Tasks.
1) From the news excerpt, copy the passage starting at "At the 12^th" and ending at "on May 27^th.".
2) According to the news excerpt, which organization is the Austrian Ceramic Society a full member of?

Excerpted text.
-- begin --
By studying the reaction of a diphenylphosphinophenol with oxiranes, we were able to answer the question of why tertiary phosphines are poor initiators for epoxy homopolymerization, but perfect for curing epoxy phenolic resins. The paper describes the formation of phosphonium phenolate zwitterions from the reaction of 2,4-di-tert-butyl-6-(diphenylphosphino)phenol and various oxirane derivatives. Decomposition studies of the zwitterions showed high thermal stability in solution under ambient conditions. In the homopolymerization of oxiranes, triphenylphosphine deactivates via Wittig chemistry to form allyloxy derivatives and triphenylphosphine oxide via the intermediate initial zwitterion. This pathway is blocked by the addition of phenols, as the alkoxide group present in the initial zwitterion is protonated by the phenol, thereby inhibiting oxaphosphetane formation and ultimately the formation of olefins and phosphine oxides.

  2D Ion Conductors

Back to the (my) roots: nuclear spin relaxation and two-dimensional ionic hopping; the diversity of NMR. Even for powder samples NMR is able to tell us about spatial restrictions to which the ions are subjected in layer-structured materials. See Florian's NMR measurements on Li₃InCl₆ in Phys. Rev. B (link)

  Klaus Reichmann re-elected as the AuCerS Chairman

Ao.Univ.Prof. Dr. Klaus Reichmann has been re-elected as the Chairman of the Austrian Ceramic Society (AucerS). AuCerS is the central platform for industrial and academic ceramic research in Austria and is a full member of the European Ceramic Society (ECerS). The society promotes research and development in the field of ceramics, supports students and young scientists, and represents Austrian ceramists in international organizations.

  AuCerS "Young Scientist Award 2024" for Jurij Koruza

At the 12^th Workshop and General Assembly of the Austrian Ceramic Society (AuCerS), Assoc. Prof. Jurij Koruza has received the “AuCerS Young Scientist Award 2024” for his work on ferroelectric and piezoelectric ceramics. The award is given to young researchers in Austria for outstanding contributions to the field of ceramic materials.

  Guest lecture Dr. Andreas Klingler

At the invitation of Dr. E. Rossegger, Dr. Andreas Klingler (Leibniz-Institut für Verbundwerkstoffe GmbH) will gave a talk entitled "About the transition phenomena of vitrimers – a thermo-optics and thermo-mechanics perspective" on May 27^th.

Abstract: Vitrimers, repairable and reshapable polymer networks have had quite an impact on the polymer and polymer composite community in recent years, because they combine the often demanded performance and sustainability needs, at least theoretically. The temperature-dependent, macroscopic relaxation behaviour of vitrimers is thereby of special interest, since it allows to reshape, recycle, and even repair a cross-linked polymer on a molecular level. The transition to a molecularly-induced malleability was originally described as a type of second glass transition phenomenon, triggered by temperature and force, and being on the same phenomenological level as a canonical glass transition. Hence, it is obvious to use a susceptibility that strongly couples to glass transitions, such as the thermal volume expansion, to investigate the malleable-to-thermoset transition of vitrimers.
-- end --
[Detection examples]
-- begin --
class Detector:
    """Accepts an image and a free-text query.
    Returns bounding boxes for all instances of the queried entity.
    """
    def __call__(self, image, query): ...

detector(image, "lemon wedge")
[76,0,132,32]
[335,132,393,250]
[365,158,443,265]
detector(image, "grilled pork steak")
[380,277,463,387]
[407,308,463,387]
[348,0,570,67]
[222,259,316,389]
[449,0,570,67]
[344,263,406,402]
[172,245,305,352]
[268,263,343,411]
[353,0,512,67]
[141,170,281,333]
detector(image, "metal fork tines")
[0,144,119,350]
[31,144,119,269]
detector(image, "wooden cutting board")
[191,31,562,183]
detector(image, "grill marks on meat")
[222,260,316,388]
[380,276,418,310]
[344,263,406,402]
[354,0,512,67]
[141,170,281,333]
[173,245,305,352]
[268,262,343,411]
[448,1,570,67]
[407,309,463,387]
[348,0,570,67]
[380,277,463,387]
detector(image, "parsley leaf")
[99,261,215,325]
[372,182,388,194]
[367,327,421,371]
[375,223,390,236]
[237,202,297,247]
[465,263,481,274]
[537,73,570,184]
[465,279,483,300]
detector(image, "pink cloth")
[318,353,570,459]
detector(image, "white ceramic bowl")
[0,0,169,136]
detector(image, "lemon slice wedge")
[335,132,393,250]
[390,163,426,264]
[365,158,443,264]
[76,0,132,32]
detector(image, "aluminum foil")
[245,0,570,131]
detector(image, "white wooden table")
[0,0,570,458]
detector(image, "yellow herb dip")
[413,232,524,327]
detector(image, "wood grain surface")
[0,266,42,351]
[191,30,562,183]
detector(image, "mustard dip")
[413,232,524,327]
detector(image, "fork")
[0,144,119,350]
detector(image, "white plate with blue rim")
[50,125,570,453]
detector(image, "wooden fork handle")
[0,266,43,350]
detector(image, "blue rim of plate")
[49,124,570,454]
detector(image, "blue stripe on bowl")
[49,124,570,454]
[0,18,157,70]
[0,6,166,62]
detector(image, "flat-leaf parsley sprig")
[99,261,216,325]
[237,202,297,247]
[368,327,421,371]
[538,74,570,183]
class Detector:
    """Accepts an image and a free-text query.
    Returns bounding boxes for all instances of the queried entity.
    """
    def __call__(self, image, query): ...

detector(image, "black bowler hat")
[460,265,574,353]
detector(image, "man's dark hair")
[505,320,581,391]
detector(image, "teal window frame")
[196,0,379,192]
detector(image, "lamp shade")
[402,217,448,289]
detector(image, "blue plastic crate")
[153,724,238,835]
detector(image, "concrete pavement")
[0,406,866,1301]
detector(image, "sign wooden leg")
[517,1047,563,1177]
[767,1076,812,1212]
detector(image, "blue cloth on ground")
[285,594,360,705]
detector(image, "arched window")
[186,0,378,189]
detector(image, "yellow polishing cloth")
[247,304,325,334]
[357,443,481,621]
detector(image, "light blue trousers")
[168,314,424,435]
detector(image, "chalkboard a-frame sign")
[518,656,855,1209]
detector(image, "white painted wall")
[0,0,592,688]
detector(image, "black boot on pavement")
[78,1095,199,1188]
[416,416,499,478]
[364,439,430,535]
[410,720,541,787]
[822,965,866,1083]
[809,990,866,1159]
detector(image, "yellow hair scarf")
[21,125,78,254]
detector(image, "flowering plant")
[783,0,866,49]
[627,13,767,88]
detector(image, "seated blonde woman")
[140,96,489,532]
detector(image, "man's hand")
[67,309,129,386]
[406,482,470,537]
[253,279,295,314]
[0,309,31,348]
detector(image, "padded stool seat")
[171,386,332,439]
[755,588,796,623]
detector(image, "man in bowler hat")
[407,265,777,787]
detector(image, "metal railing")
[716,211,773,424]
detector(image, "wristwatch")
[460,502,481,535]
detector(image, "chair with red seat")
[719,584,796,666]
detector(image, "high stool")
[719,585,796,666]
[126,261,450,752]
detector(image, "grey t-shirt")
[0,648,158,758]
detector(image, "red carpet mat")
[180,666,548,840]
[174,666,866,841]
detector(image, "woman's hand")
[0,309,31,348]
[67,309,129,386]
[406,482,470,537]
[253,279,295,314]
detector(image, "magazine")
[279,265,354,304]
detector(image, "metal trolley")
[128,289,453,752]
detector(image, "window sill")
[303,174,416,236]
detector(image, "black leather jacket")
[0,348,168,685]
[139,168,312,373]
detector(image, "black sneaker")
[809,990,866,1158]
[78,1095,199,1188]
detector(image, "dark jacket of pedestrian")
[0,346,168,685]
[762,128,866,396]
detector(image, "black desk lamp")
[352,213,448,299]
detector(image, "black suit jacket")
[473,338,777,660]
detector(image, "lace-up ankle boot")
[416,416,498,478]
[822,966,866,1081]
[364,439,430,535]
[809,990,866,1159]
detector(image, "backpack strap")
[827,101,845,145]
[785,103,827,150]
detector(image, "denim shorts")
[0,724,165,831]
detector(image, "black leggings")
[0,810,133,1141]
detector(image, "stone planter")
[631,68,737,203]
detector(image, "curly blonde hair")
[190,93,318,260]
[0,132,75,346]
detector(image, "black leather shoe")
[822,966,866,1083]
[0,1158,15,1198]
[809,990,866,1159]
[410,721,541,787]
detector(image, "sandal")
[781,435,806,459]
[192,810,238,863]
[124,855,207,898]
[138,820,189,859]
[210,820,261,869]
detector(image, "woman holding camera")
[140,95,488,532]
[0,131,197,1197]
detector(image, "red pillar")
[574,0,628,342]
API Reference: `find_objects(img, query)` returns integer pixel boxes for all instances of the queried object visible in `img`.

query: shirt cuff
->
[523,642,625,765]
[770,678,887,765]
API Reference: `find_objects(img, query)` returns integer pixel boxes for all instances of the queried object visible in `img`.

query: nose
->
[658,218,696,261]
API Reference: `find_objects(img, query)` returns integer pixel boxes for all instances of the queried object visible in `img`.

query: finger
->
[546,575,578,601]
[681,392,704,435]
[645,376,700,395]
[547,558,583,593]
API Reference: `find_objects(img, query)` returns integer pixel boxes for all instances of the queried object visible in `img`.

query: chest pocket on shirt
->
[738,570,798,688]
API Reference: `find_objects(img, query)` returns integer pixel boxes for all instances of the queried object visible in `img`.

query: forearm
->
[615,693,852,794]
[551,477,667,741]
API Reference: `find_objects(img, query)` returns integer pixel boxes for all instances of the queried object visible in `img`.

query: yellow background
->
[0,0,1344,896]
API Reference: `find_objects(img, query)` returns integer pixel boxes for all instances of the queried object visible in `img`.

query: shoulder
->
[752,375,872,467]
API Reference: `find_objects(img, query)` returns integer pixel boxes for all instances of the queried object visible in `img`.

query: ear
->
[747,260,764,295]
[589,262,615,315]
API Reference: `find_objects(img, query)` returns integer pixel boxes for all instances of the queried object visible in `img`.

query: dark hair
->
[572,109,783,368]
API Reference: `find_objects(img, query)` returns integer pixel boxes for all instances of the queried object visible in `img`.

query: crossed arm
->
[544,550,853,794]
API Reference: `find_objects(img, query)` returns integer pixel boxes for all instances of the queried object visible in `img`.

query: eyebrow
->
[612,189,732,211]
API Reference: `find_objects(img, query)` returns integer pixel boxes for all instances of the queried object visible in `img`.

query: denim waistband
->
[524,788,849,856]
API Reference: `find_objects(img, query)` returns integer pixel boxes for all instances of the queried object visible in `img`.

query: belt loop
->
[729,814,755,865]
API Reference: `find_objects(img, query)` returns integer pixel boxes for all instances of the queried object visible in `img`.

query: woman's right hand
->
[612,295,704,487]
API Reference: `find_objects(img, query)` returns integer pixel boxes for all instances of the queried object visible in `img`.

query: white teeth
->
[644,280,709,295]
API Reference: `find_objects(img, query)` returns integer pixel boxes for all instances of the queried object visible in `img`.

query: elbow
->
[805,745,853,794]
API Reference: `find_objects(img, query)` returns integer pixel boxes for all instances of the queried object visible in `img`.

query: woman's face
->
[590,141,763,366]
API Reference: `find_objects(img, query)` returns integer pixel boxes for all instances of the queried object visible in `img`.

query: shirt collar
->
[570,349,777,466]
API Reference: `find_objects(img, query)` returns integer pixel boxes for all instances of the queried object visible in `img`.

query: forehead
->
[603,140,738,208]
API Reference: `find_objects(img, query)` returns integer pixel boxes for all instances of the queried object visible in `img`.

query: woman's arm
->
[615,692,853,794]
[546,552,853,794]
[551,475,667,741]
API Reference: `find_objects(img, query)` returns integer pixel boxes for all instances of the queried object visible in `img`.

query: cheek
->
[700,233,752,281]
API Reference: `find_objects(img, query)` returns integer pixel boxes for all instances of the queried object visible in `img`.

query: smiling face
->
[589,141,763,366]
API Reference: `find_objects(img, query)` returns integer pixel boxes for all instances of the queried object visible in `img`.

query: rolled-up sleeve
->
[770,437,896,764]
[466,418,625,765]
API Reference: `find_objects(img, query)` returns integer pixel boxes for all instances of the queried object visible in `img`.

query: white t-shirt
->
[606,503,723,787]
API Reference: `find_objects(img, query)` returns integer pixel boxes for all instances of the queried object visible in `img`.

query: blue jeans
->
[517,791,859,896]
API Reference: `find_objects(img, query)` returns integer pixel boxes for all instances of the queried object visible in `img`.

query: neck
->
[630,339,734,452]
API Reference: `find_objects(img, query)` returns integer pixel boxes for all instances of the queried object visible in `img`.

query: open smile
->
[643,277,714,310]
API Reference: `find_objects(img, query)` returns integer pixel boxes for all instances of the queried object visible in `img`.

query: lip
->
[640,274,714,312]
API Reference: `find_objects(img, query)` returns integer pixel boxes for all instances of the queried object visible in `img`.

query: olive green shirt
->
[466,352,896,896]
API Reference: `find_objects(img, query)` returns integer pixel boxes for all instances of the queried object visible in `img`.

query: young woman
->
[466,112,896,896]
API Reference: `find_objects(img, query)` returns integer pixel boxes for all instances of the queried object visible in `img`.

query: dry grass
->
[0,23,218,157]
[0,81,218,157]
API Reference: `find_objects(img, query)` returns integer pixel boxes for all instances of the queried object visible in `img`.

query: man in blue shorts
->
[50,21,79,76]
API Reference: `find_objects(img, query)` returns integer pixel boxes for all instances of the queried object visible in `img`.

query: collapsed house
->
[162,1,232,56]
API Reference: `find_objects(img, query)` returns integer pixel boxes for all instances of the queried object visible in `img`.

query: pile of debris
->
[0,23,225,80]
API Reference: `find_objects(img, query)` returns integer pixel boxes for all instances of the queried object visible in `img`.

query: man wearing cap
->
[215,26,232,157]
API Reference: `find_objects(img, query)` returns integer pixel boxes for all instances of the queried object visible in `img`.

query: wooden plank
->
-- end --
Solutions to the tasks.
1)
At the 12^th Workshop and General Assembly of the Austrian Ceramic Society (AuCerS), Assoc. Prof. Jurij Koruza has received the “AuCerS Young Scientist Award 2024” for his work on ferroelectric and piezoelectric ceramics. The award is given to young researchers in Austria for outstanding contributions to the field of ceramic materials.

  Guest lecture Dr. Andreas Klingler

At the invitation of Dr. E. Rossegger, Dr. Andreas Klingler (Leibniz-Institut für Verbundwerkstoffe GmbH) will gave a talk entitled "About the transition phenomena of vitrimers – a thermo-optics and thermo-mechanics perspective" on May 27^th.

2) The European Ceramic Society (ECerS).